Je tiens à féliciter les témoins, en particulier Mme Papatsie et M. Decker. Je suis certain qu'ils réussiront très bien dans l'industrie de la pêche au Nunavut. Ce n'est que le début. Je sais qu'il faut du temps pour lancer une entreprise de ce genre, en particulier lorsqu'un navire coûte quelques millions de dollars. Je sais qu'il est difficile de lancer une nouvelle entreprise, surtout lorsqu'on doit composer avec des banquiers ou des établissements financiers. J'ignore comment certaines entreprises sont parvenues à réussir financièrement dans le Nord.

[Le sénateur Adams s'exprime dans sa langue autochtone.]

D'après ce que je crois comprendre, il existe une politique, un accord sur les revendications territoriales, qui précise que des Inuits devraient détenir une participation de 50 p. 100 dans toute entreprise. Je sais que la participation des Inuits dans certaines entreprises s'élève jusqu'à 75 p. 100. Ma question est la suivante: qu'entrevoyez-vous pour l'avenir ? Avez-vous l'intention de créer des emplois pour les habitants de la région?

Depuis la création du Nunavut et de son gouvernement, nous avons reçu très peu d'information sur le nombre d'Inuits employés par le secteur privé et le gouvernement. J'espère que vous avez l'intention d'employer les habitants de la région dans votre nouvelle entreprise.

TRAVAIL DEMANDÉ »
[A] Selon le texte, jusqu'à quel pourcentage la participation des Inuits s'élève-t-elle dans certaines entreprises ?
[B] Recopiez fidèlement, s'il vous plaît, le passage du texte qui va de "D'après ce que" à "votre nouvelle entreprise.".
Les items n'interviennent pas dans ce travail.

DONNÉES »
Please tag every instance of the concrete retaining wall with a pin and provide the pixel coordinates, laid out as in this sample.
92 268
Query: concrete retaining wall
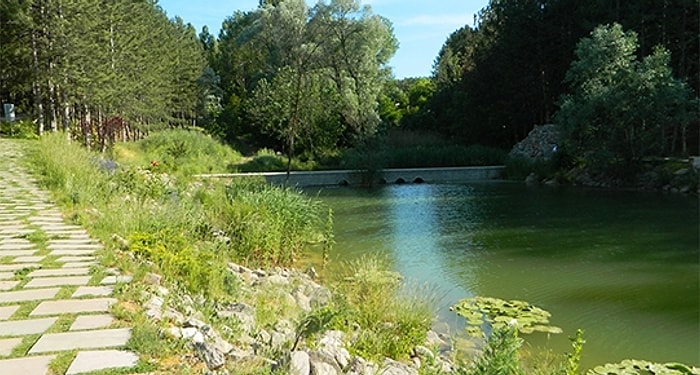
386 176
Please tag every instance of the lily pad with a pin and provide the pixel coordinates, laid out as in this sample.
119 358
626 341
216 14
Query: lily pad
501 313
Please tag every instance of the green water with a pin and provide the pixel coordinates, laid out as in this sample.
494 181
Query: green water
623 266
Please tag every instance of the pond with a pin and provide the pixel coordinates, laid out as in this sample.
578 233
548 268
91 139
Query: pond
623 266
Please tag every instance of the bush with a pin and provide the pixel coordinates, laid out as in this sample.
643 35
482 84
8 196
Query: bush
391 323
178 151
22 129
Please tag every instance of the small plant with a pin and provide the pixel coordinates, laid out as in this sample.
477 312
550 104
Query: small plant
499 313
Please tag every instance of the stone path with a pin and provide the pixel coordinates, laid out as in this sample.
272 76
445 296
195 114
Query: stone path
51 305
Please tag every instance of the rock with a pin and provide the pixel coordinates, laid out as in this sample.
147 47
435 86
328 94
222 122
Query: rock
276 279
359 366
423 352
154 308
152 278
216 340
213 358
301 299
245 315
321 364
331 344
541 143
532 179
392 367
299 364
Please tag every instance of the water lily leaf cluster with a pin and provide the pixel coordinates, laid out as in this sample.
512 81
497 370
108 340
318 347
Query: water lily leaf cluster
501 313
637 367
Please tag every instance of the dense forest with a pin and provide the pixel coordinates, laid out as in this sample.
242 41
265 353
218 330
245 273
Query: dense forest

RÉSULTATS FINAUX »
[A] Jusqu'à 75 p. 100.

[B]
D'après ce que je crois comprendre, il existe une politique, un accord sur les revendications territoriales, qui précise que des Inuits devraient détenir une participation de 50 p. 100 dans toute entreprise. Je sais que la participation des Inuits dans certaines entreprises s'élève jusqu'à 75 p. 100. Ma question est la suivante: qu'entrevoyez-vous pour l'avenir ? Avez-vous l'intention de créer des emplois pour les habitants de la région?

Depuis la création du Nunavut et de son gouvernement, nous avons reçu très peu d'information sur le nombre d'Inuits employés par le secteur privé et le gouvernement. J'espère que vous avez l'intention d'employer les habitants de la région dans votre nouvelle entreprise.